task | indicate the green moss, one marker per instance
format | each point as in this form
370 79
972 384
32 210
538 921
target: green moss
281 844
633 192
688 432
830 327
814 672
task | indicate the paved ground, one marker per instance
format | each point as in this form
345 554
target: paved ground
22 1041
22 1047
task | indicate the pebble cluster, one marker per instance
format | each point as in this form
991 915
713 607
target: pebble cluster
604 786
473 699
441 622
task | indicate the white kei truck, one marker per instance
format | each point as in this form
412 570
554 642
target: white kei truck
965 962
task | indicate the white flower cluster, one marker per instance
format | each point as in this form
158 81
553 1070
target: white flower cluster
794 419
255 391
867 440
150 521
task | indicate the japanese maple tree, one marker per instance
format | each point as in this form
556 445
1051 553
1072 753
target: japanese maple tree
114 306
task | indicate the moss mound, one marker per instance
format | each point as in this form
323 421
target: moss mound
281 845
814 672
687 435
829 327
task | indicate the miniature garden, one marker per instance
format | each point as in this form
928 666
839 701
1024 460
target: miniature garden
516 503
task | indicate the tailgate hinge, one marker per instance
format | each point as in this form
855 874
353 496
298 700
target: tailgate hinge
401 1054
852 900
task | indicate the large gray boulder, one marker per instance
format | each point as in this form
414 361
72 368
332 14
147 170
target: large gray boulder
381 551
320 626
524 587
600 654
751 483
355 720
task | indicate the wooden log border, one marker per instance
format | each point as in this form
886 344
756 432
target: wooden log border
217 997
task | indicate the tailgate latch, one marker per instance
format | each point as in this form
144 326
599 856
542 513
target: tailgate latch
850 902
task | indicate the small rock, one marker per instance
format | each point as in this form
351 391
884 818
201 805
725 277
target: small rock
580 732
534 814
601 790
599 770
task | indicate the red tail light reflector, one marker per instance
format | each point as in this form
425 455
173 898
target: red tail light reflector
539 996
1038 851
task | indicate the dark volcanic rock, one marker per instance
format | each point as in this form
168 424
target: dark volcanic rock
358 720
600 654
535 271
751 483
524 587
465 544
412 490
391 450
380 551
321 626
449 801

★ ★ ★ ★ ★ ★ ★

#### Task directions
Return all of the records above line for line, with no change to any word, number, or order.

#### Output for this exercise
task | indicate the green moss, one marker per instance
format | each point as in this form
370 79
972 384
32 210
538 921
target: green moss
281 844
633 192
688 432
830 327
814 672
task | indicate the paved ground, one marker per instance
format | each point as in this form
345 554
target: paved ground
22 1041
22 1047
task | indicate the pebble cluster, one marker per instance
format | each point as in this form
991 915
713 607
target: pebble cluster
604 786
473 699
441 622
task | indicate the white kei truck, one marker per instance
format | each point as in this form
412 570
554 642
target: white kei truck
965 962
task | indicate the white flower cluster, one marker per instance
format | each point as in this form
158 81
553 1070
target: white flower cluster
794 419
255 391
867 440
150 521
task | indicate the japanese maple tree, one marker per instance
format | each point as in this form
556 445
1051 553
1072 753
target: japanese maple tree
114 306
task | indicate the moss mound, one marker per instance
format | each point as in this form
323 421
target: moss mound
281 845
814 672
687 435
829 327
task | indicate the miniature garden, one marker per instance
format | each point as in this form
928 666
839 701
1024 460
target: miniature garden
516 503
task | indicate the tailgate hinge, one marker per instance
format | each point as in this form
855 874
353 496
298 700
target: tailgate hinge
401 1054
852 900
task | indicate the large gray boulder, one marker per instance
format | each point as in this form
414 361
72 368
332 14
147 170
target: large gray boulder
381 551
320 626
524 587
600 654
751 483
355 720
task | indicate the wooden log border, one marker per instance
format | each point as in this form
886 344
756 432
target: wooden log border
217 997
task | indicate the tailgate latch, one marker per instance
format | each point as in this form
144 326
599 856
542 513
target: tailgate latch
850 902
task | indicate the small rock, one marker per instance
format | each point as in this form
351 391
884 818
201 805
725 277
target: small rock
580 732
534 814
601 790
599 770
task | indicate the red tail light reflector, one marker per instance
format | each point as in this form
425 455
173 898
target: red tail light reflector
539 996
1038 851
task | indicate the dark volcanic rock, one marker per instance
format | each point as in this form
168 424
target: dark volcanic rock
358 720
600 654
535 271
751 483
524 587
465 544
412 490
391 450
380 551
321 626
449 801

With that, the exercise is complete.